Instructions for the task: Go to the line holding "Target: evergreen forest" in the data below. Return it and each line after it through the last, exactly, and skip the pictures.
--- Information given ---
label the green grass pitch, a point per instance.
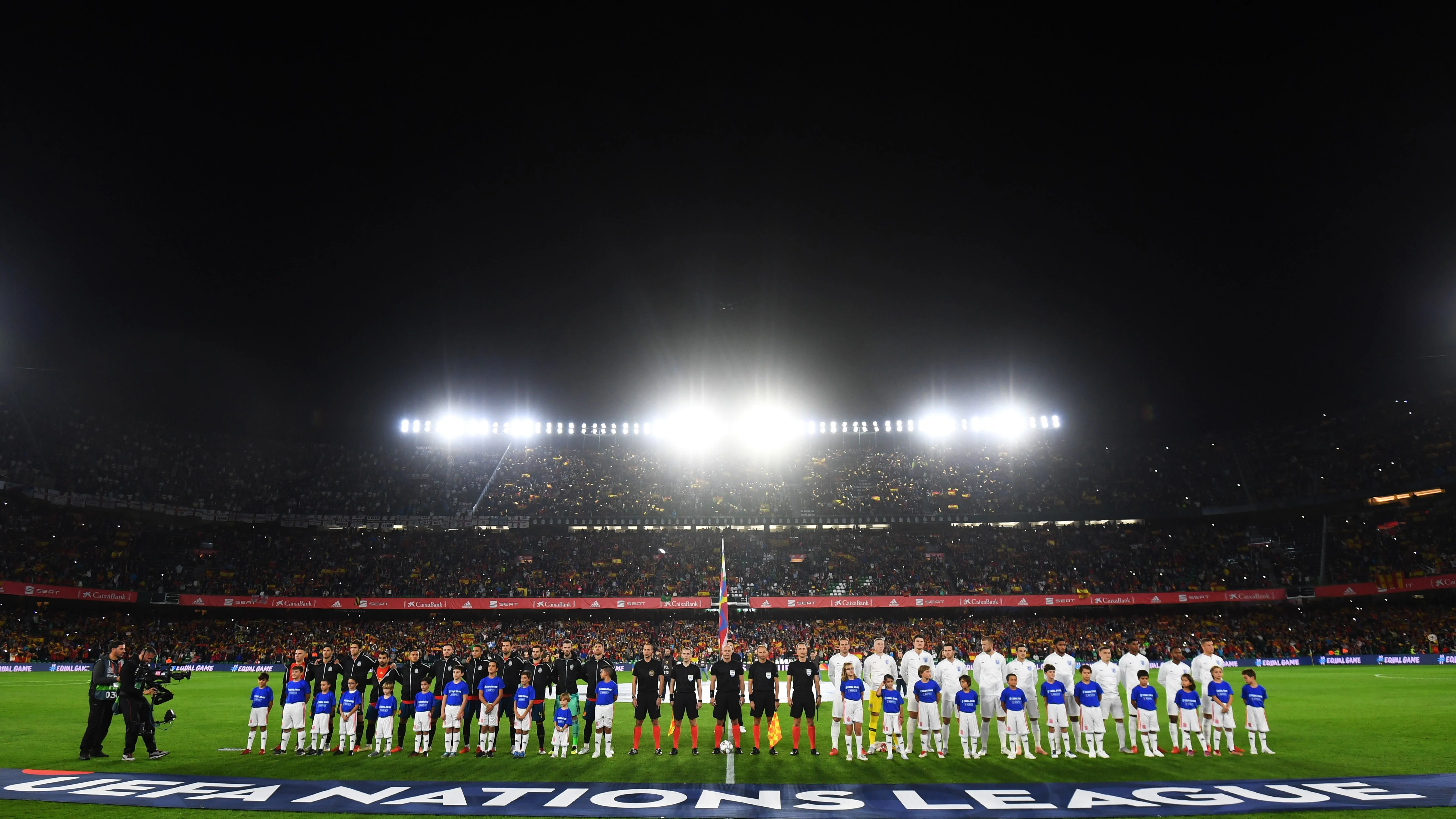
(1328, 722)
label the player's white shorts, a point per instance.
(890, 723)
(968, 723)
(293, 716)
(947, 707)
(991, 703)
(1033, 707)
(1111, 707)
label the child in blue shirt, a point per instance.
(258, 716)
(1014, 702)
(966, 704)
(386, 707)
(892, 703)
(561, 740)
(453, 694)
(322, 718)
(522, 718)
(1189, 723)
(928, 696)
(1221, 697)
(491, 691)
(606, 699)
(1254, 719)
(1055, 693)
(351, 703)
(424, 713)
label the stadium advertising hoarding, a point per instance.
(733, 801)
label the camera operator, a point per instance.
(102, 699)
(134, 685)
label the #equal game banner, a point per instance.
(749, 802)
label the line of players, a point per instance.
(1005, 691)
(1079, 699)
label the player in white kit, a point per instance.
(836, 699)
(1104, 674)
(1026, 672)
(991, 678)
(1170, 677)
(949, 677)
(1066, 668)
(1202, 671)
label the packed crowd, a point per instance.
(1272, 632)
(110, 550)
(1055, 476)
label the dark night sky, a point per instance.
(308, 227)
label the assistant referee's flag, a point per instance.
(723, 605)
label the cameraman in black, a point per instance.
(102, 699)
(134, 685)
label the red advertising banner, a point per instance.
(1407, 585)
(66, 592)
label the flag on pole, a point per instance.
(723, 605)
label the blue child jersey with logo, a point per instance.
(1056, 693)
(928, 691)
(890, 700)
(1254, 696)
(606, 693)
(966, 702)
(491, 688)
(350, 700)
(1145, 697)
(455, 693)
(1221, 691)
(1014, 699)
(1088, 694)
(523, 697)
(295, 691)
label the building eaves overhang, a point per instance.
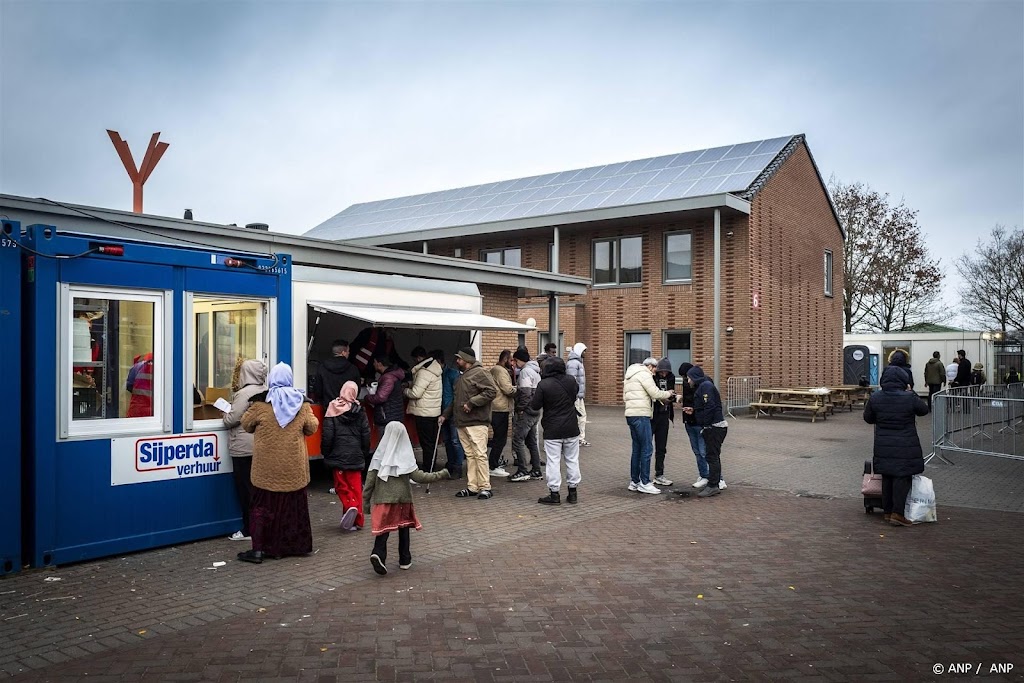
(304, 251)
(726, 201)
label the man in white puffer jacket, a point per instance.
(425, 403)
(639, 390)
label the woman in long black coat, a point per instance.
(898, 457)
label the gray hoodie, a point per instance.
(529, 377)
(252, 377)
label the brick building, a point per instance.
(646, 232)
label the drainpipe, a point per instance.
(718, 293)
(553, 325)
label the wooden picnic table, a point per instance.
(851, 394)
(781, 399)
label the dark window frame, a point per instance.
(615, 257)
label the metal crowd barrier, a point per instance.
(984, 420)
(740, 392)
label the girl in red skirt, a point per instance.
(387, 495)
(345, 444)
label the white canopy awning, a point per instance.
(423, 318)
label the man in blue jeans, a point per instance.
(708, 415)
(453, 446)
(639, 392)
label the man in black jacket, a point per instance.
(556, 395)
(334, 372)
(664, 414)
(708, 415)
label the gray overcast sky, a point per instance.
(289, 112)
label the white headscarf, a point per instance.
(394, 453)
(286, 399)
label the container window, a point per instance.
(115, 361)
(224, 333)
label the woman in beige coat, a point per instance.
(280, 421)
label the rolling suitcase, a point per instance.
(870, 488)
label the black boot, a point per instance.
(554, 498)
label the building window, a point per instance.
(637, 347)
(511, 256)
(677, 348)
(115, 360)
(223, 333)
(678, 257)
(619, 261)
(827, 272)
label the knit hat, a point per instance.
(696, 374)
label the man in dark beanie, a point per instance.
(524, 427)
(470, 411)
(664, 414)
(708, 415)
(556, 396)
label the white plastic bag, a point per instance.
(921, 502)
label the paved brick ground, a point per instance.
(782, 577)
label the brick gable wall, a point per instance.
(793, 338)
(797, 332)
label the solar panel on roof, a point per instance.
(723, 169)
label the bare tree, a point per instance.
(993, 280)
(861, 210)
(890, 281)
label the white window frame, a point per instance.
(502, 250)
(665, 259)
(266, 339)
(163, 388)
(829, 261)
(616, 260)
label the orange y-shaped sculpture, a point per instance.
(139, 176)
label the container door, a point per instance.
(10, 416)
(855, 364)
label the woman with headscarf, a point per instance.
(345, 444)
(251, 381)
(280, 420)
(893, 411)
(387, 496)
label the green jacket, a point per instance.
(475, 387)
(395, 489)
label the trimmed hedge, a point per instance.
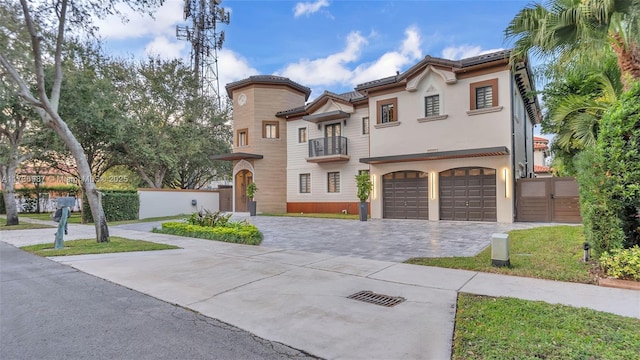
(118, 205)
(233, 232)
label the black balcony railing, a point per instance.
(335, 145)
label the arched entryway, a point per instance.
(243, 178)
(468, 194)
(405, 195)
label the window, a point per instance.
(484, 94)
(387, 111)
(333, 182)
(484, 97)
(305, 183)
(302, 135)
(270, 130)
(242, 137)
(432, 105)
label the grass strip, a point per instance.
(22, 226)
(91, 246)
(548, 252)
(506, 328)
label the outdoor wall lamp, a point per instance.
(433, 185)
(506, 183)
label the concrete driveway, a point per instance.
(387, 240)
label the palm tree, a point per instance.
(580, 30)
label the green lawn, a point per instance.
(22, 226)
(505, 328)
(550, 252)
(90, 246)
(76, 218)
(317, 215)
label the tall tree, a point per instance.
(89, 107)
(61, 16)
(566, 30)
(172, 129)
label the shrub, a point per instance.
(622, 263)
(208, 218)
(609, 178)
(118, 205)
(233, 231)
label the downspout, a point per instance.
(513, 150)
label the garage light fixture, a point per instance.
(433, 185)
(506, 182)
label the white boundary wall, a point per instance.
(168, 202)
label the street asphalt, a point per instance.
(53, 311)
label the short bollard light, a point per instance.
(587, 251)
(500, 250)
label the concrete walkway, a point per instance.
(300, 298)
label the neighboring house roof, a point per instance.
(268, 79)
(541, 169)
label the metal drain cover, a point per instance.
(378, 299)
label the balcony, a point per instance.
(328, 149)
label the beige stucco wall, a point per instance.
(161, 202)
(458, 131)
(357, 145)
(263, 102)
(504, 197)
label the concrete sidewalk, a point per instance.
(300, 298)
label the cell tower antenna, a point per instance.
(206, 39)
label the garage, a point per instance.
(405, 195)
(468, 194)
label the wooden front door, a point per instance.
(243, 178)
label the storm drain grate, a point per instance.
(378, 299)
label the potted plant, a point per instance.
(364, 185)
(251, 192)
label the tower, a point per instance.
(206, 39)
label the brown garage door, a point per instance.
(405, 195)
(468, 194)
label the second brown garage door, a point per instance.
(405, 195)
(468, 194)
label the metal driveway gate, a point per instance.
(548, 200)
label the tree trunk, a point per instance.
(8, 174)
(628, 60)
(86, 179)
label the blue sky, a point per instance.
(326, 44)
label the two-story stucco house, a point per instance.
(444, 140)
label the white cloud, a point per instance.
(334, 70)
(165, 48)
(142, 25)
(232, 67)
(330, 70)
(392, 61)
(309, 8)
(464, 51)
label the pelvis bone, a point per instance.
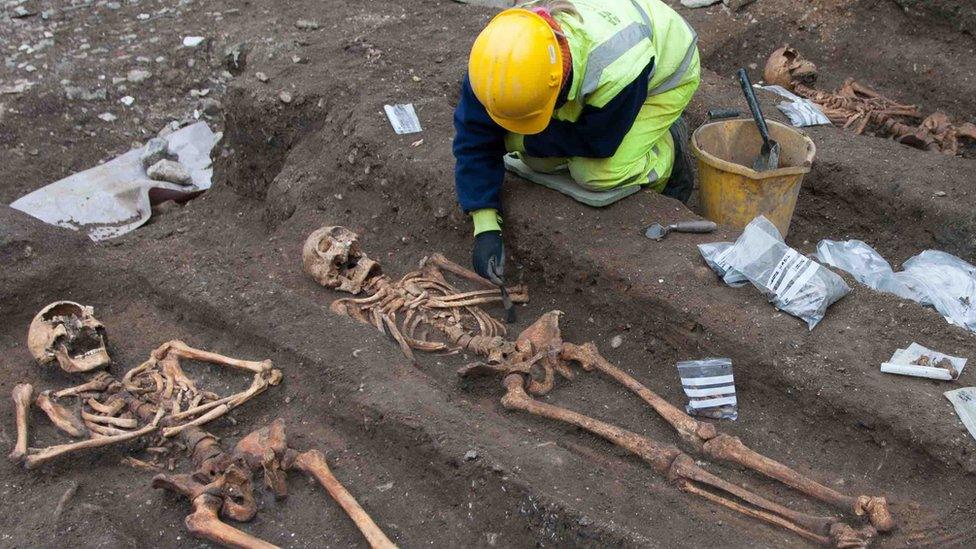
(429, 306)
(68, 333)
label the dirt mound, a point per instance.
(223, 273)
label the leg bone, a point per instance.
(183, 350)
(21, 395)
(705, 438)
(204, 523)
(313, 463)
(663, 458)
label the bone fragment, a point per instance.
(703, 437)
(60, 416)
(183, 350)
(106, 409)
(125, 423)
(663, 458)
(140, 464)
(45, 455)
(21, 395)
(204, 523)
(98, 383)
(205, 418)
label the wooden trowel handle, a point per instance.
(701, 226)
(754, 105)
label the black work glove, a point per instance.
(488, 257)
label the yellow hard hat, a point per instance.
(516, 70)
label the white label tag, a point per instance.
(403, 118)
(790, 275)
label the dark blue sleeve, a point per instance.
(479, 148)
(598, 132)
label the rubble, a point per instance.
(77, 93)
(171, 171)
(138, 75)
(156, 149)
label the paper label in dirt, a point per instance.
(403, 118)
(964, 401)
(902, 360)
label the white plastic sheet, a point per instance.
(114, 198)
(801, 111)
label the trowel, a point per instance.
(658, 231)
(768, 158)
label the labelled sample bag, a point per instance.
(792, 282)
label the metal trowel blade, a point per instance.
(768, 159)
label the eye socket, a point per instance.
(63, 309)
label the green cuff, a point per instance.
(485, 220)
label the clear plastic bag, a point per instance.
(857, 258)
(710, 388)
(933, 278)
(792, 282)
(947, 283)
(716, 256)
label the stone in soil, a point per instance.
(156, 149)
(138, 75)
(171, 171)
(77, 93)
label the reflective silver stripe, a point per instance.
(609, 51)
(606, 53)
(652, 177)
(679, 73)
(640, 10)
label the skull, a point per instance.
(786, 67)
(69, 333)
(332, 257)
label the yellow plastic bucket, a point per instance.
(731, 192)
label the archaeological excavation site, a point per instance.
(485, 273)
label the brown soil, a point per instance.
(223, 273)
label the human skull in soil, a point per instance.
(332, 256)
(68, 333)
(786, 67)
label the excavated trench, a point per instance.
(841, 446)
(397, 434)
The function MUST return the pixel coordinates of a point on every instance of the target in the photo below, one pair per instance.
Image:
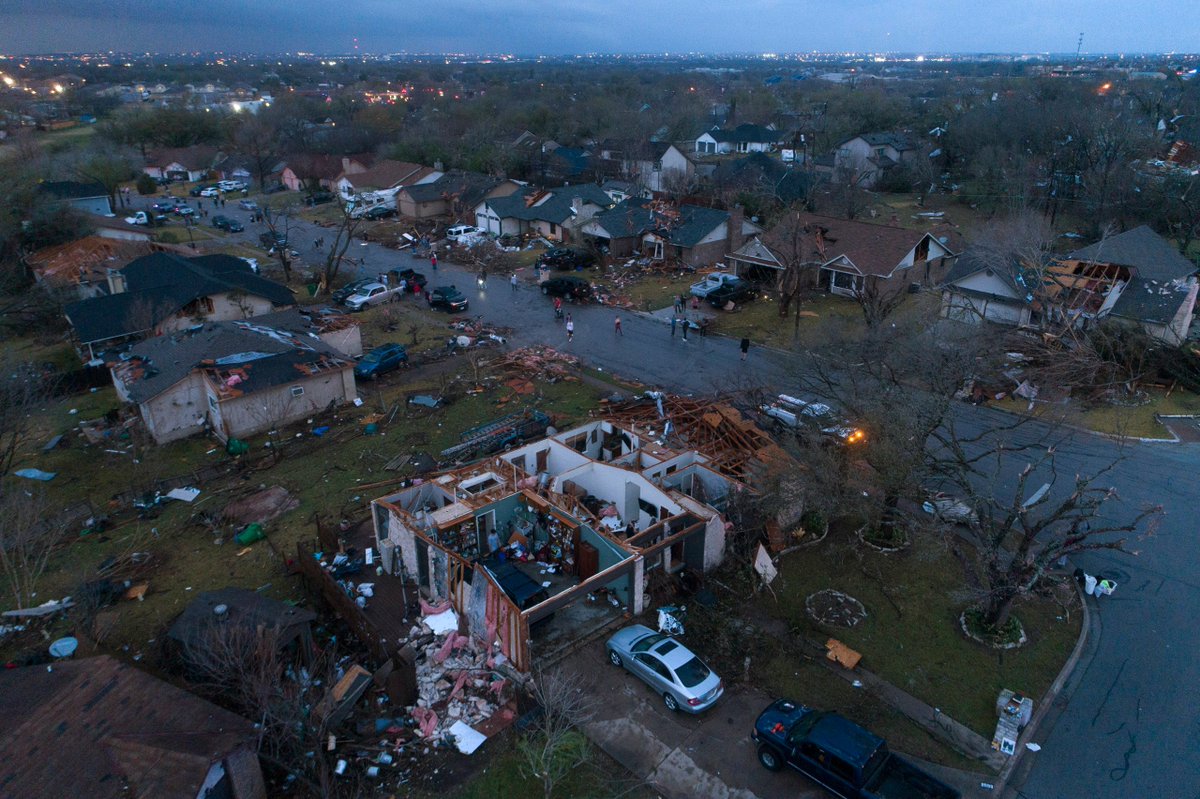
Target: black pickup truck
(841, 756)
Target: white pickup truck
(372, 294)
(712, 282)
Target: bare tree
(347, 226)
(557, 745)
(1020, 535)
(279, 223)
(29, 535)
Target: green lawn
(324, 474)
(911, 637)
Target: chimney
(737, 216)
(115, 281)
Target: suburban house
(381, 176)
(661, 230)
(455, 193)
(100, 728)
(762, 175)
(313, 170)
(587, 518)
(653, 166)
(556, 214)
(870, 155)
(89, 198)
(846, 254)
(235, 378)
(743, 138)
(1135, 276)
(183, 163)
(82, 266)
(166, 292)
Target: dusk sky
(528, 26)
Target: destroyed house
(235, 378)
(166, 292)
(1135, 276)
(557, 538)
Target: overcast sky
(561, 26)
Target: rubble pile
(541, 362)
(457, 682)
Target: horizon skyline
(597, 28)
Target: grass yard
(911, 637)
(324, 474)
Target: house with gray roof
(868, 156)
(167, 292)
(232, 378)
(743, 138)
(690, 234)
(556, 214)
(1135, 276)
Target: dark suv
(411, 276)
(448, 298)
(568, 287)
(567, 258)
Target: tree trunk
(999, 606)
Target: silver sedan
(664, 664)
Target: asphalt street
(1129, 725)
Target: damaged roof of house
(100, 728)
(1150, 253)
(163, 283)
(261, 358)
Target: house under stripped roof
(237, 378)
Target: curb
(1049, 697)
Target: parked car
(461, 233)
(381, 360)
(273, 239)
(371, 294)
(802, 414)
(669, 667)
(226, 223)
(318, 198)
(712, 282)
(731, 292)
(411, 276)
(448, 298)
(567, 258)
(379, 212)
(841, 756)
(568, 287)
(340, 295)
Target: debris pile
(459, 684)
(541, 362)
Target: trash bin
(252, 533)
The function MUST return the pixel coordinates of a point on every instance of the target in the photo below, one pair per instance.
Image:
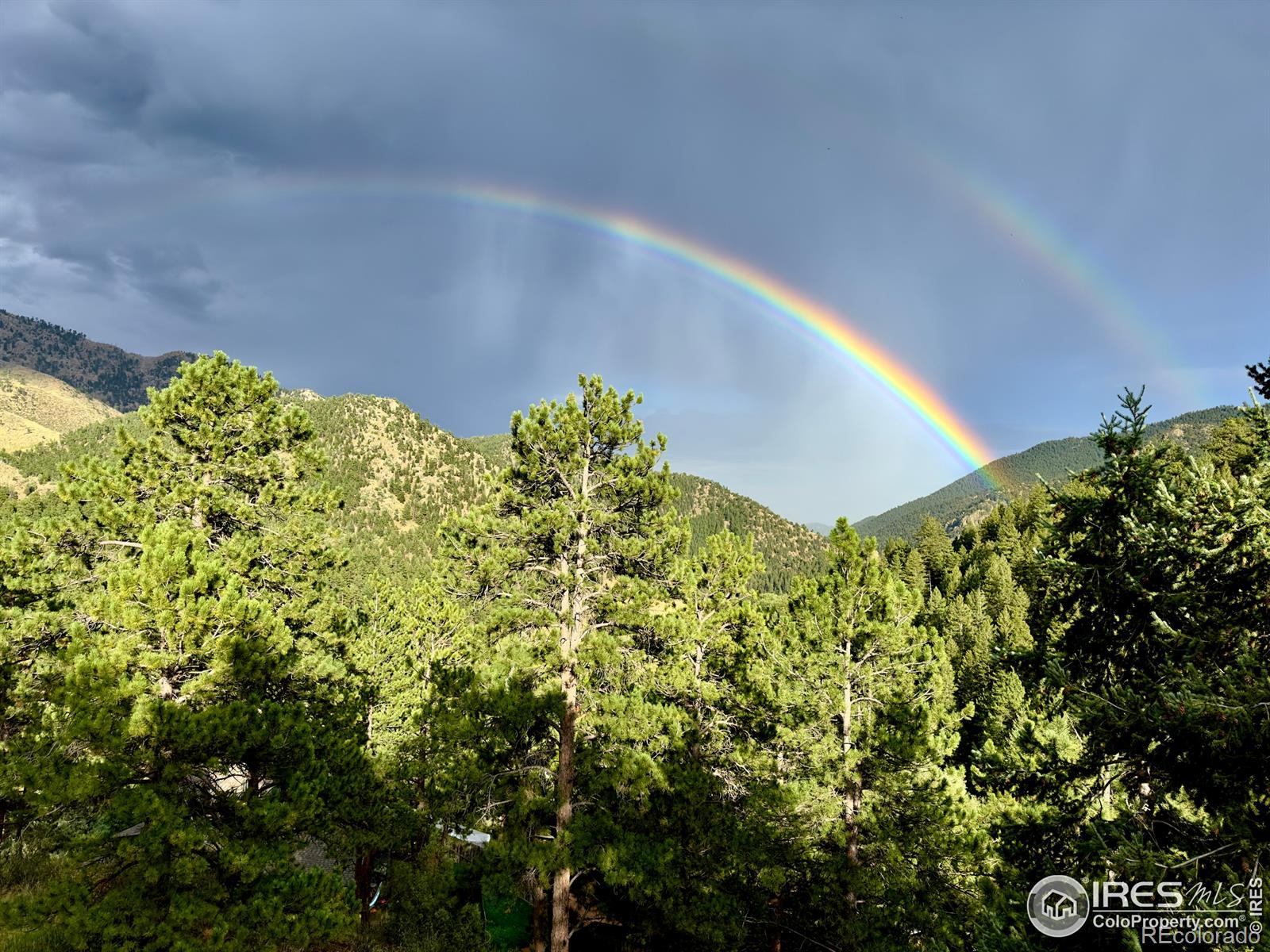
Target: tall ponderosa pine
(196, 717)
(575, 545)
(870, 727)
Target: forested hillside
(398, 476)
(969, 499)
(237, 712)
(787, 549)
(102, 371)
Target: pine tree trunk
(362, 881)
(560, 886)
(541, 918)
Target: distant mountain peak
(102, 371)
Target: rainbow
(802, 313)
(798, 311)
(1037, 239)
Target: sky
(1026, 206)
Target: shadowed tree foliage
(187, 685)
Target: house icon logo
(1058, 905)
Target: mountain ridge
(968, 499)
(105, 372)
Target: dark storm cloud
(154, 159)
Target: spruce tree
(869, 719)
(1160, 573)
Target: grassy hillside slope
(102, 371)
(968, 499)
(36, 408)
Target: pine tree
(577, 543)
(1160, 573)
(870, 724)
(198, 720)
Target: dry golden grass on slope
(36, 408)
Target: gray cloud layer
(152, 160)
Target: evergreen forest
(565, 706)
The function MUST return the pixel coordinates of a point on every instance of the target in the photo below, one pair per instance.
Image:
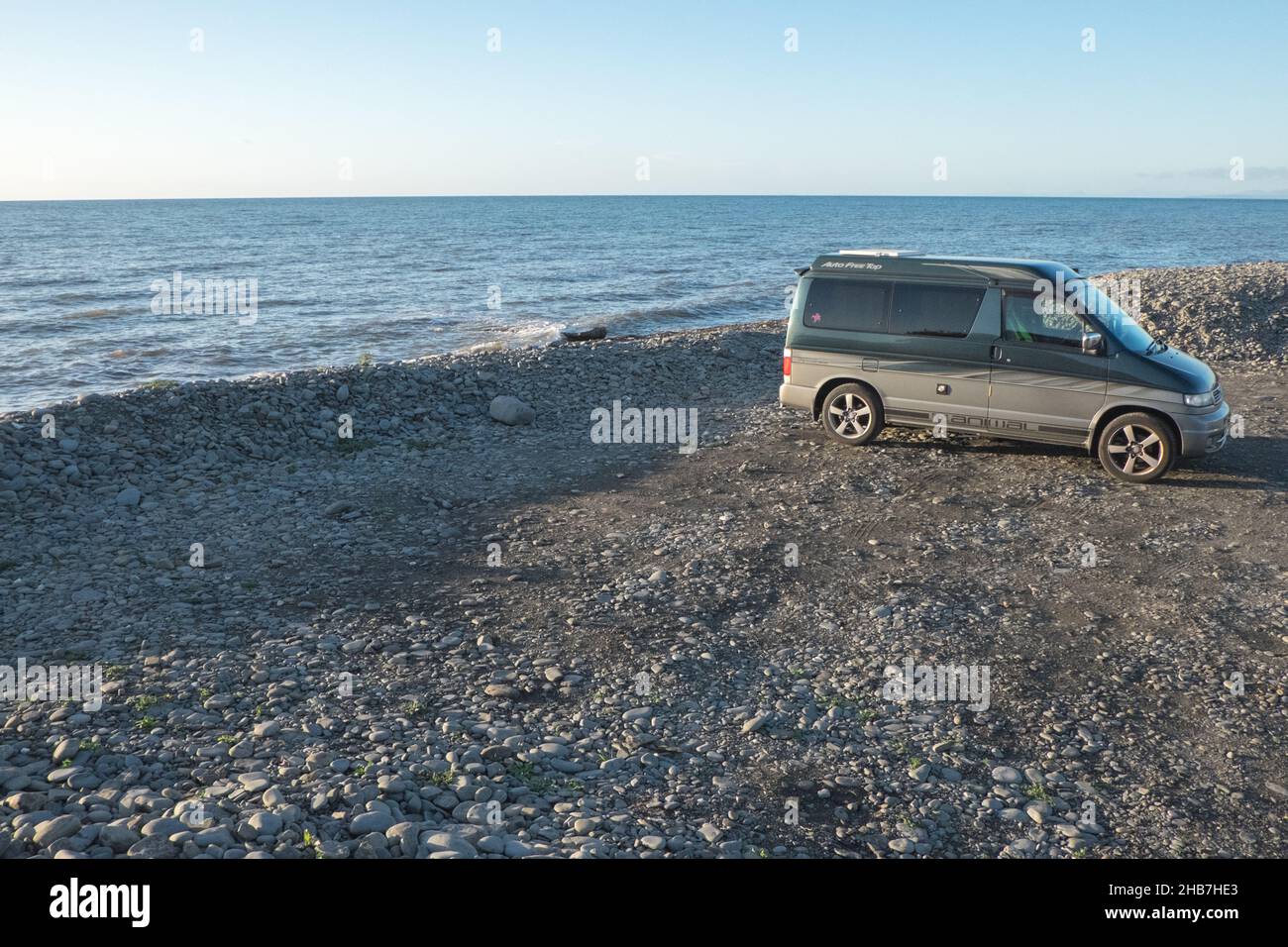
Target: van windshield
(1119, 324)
---
Answer space:
Target: evergreen forest
(565, 706)
The function MUST return the pixel coordinates of a point on every instance of the target in the photo below, one pair per instance.
Image:
Target: van windshield
(1119, 324)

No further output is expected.